- **SOURCE**:

______________________________

An image actually doesn't have a size. It's just pixels, in your case 1500 x 750 pixels. That's it. That's the size of the image.
Physical measurements are a function of the pixels per inch (ppi) number assigned to the file. Ppi is a way to translate from pixels to physical size, whenever that is needed, and it means exactly what it says. It's needed for print, and calculating font sizes, and a few other things. It is not needed for screen viewing, where the screen pixel density overrides it.
So Export strips the ppi number from the file. It's not needed. The exported file doesn't have a ppi number, and no size. The screen size is determined by whatever screen you're viewing on.
Most applications will assign a default ppi number if there isn't one in the file metadata. Photoshop assigns 72, Microsoft applications will assign 96. So any output size varies with that. And if the file was originally, say, 300, then you get a huge difference in size.

______________________________

Excerpts of pointing data
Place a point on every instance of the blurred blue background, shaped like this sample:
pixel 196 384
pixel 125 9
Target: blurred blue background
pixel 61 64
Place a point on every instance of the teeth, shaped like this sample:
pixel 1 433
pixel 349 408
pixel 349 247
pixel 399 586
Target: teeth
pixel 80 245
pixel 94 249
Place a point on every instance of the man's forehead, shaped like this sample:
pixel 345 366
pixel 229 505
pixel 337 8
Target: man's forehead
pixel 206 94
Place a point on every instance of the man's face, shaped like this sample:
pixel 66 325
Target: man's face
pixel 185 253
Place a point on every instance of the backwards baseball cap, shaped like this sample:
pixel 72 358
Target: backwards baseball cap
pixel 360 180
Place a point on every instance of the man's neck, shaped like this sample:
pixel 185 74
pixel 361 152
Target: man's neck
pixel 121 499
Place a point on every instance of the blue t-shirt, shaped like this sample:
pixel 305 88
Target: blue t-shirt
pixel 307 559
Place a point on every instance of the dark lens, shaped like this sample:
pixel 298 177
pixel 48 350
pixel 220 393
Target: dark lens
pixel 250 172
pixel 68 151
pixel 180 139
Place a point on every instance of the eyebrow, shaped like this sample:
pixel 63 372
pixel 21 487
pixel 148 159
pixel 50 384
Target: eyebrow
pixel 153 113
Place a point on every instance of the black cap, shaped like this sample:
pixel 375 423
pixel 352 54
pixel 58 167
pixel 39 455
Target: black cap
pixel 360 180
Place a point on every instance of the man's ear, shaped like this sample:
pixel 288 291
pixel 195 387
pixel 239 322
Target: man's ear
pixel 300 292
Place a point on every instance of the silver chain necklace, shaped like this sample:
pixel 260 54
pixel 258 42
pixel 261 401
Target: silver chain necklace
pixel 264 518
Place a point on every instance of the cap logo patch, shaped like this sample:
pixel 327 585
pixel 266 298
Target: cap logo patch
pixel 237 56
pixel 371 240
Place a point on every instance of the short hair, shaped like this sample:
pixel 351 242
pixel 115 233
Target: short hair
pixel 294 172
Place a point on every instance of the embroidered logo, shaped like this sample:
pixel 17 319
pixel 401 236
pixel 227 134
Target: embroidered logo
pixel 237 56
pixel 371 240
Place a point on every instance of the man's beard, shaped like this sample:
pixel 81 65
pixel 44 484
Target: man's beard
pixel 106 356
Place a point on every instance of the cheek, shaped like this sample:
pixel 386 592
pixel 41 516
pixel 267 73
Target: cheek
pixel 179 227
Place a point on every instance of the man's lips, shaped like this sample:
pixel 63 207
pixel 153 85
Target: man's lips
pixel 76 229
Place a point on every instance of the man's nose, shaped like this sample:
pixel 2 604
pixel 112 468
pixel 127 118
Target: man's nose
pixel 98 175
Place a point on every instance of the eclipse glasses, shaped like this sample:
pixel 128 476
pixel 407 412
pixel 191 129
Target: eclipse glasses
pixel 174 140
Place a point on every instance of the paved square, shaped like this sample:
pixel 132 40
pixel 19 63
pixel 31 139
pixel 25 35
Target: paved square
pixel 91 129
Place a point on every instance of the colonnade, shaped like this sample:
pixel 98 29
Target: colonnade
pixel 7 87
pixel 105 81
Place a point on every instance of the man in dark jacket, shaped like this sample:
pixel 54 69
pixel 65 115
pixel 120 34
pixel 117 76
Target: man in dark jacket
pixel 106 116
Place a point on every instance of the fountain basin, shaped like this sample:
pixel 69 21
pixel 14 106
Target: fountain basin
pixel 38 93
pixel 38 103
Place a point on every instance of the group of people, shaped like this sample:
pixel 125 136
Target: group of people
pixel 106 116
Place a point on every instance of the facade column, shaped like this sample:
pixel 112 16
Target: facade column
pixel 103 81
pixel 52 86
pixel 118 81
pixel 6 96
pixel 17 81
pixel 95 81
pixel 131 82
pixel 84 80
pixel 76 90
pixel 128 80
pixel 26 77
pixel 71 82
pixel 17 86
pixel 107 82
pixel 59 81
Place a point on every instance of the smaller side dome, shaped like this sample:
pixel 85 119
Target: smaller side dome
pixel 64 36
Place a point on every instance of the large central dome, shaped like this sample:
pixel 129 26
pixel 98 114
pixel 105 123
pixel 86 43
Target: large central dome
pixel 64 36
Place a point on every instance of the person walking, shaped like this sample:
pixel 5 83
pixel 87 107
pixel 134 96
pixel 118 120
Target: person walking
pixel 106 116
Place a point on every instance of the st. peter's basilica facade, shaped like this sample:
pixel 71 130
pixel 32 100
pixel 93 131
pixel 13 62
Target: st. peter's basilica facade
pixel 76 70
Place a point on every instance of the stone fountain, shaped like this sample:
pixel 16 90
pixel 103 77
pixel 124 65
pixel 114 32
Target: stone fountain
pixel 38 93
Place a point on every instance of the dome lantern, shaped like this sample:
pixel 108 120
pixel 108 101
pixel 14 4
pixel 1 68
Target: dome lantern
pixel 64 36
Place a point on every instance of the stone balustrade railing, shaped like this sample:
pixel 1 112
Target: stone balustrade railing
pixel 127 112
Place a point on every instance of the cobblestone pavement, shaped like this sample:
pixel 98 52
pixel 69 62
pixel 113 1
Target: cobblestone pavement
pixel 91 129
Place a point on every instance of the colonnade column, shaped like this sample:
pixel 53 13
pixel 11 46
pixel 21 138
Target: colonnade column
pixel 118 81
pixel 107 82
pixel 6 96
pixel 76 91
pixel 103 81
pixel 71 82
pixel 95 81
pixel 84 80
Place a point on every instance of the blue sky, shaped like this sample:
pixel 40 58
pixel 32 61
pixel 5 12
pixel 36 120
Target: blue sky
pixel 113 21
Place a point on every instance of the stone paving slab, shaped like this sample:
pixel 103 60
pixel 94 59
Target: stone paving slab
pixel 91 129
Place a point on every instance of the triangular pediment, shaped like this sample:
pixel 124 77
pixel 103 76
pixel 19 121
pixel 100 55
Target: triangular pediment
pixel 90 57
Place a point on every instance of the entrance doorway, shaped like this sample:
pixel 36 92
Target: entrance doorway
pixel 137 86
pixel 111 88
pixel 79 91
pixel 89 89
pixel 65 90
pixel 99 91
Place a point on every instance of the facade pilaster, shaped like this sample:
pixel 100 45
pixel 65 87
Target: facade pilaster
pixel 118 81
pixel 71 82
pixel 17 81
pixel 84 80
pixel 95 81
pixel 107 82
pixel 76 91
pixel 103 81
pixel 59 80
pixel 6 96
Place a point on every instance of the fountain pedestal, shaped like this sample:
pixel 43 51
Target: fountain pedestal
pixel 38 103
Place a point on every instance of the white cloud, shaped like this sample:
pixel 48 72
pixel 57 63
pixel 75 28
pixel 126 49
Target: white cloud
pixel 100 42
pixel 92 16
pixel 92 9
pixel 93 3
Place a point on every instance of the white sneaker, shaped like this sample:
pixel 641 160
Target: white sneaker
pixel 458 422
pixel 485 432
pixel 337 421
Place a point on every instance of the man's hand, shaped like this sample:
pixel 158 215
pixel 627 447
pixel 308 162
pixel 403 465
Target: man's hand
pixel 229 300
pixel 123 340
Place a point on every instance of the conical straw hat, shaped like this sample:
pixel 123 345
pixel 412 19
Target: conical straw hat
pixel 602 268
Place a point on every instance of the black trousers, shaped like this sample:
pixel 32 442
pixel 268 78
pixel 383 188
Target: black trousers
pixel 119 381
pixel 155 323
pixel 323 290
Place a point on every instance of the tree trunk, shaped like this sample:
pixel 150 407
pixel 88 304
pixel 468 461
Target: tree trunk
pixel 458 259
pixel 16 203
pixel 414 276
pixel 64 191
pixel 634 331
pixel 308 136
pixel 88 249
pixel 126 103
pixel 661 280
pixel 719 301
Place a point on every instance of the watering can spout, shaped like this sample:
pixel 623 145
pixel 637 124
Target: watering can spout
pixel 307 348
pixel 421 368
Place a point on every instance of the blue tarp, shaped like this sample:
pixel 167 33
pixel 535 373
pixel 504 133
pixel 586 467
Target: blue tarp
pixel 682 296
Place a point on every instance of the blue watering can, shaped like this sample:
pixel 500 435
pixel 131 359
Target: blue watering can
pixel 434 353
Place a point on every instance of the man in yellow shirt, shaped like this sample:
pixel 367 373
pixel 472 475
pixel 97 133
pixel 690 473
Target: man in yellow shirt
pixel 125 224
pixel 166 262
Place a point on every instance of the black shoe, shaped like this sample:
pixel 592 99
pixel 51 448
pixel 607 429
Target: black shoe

______________________________

- **WORK TO COMPLETE**:
**1.** Transcribe the passage on pixels and ppi from "So Export strips" up to and including "difference in size.".
**2.** Extend the passage on pixels and ppi with the next part, starting after its final sentence.

- **ANSWERS GIVEN**:
**1.**
So Export strips the ppi number from the file. It's not needed. The exported file doesn't have a ppi number, and no size. The screen size is determined by whatever screen you're viewing on.
Most applications will assign a default ppi number if there isn't one in the file metadata. Photoshop assigns 72, Microsoft applications will assign 96. So any output size varies with that. And if the file was originally, say, 300, then you get a huge difference in size.

**2.**
Now, about the jpeg quality level in Export. The highest is 7, but it's important to know that this is still destructive compression that will degrade the file. There is no such thing as "maximum" quality with jpeg. So with that in mind, it makes much more sense to go down to 5 or 6, which will vastly reduce file size with very little direct visual impact. It will be there, but chances are you can't see any difference between 5 and 7. But the file size will be, say, half or less, so they load that much faster.
The whole justification for using jpeg in the first place, is to reduce file size and load times. So you may as well maximize the payoff. Export gives you live preview so you can find the optimal breakpoint.